[Dataset entries]
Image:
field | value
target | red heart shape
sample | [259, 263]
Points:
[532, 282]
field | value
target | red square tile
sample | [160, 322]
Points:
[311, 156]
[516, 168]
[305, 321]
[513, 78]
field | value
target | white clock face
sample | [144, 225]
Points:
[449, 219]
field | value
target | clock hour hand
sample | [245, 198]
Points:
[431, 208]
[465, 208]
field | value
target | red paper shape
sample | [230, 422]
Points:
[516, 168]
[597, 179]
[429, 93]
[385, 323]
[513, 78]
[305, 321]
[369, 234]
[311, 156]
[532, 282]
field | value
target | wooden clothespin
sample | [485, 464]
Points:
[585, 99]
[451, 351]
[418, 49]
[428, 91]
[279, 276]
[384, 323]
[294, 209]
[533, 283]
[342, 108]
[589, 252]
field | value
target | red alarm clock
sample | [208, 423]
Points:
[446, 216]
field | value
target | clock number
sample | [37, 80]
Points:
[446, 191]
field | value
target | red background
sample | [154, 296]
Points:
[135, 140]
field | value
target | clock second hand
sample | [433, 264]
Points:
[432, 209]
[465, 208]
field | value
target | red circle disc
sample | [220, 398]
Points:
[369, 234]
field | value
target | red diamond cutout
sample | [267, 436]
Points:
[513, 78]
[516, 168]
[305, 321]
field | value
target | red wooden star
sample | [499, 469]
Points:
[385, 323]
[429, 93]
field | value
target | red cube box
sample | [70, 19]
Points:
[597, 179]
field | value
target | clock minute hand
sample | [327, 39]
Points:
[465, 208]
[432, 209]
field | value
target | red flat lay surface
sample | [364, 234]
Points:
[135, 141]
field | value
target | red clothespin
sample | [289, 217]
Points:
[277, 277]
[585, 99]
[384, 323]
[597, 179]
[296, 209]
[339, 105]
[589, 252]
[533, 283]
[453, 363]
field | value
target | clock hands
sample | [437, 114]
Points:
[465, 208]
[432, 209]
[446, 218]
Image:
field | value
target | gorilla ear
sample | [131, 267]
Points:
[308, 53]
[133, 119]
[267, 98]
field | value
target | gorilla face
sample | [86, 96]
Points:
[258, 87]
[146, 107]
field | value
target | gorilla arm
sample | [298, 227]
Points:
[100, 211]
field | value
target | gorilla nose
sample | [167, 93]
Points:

◆ ASSIGNMENT:
Please transcribe exactly the line containing "target | clock second hand" and every line after it to the end of the data, and no other lines.

◆ RESPONSE:
target | clock second hand
sample | [433, 264]
Points:
[432, 209]
[465, 208]
field | value
target | red circle disc
sample | [220, 398]
Points:
[369, 234]
field | value
target | red diamond cutout
sample | [267, 436]
Points:
[513, 78]
[516, 168]
[305, 321]
field | value
target | red wooden star
sample | [499, 469]
Points:
[385, 323]
[429, 93]
field | value
target | red cube box
sample | [70, 19]
Points:
[597, 179]
field | value
target | clock minute hand
sample | [327, 39]
Points:
[465, 208]
[432, 209]
field | value
target | red flat lay surface
sample | [364, 234]
Points:
[135, 141]
field | value
target | red clothespin
sample | [289, 217]
Points:
[277, 277]
[585, 99]
[384, 323]
[597, 179]
[296, 209]
[339, 105]
[589, 252]
[533, 283]
[453, 363]
field | value
target | clock hands
sample | [437, 114]
Points:
[465, 208]
[432, 209]
[446, 218]
Image:
field | value
target | gorilla ear
sample | [131, 267]
Points:
[308, 53]
[133, 119]
[267, 98]
field | value
target | gorilla face
sample | [86, 96]
Points:
[258, 87]
[146, 107]
field | value
target | gorilla arm
sample | [298, 227]
Points:
[100, 211]
field | value
target | gorilla nose
sample | [167, 93]
Points:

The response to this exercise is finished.